▶ _Exercise brief_: Pull out every line of the data below that contains the string "camouflage", matching uppercase and lowercase exactly.

▶ _Record list_:
----
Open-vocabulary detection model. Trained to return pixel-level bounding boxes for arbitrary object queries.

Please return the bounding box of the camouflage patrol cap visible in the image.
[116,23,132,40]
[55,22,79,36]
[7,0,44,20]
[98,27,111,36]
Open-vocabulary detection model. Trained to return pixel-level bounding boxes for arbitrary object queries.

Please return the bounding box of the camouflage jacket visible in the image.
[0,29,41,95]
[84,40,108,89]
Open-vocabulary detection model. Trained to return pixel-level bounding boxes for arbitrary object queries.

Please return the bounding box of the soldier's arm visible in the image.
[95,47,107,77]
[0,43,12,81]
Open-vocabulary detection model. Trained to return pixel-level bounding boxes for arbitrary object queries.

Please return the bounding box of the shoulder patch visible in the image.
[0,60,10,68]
----
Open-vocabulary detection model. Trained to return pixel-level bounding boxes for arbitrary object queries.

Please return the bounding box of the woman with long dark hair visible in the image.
----
▶ _In response_:
Please return the bounding box of the camouflage patrol cap visible in the image.
Please return the bounding box of the camouflage jacket visible in the image.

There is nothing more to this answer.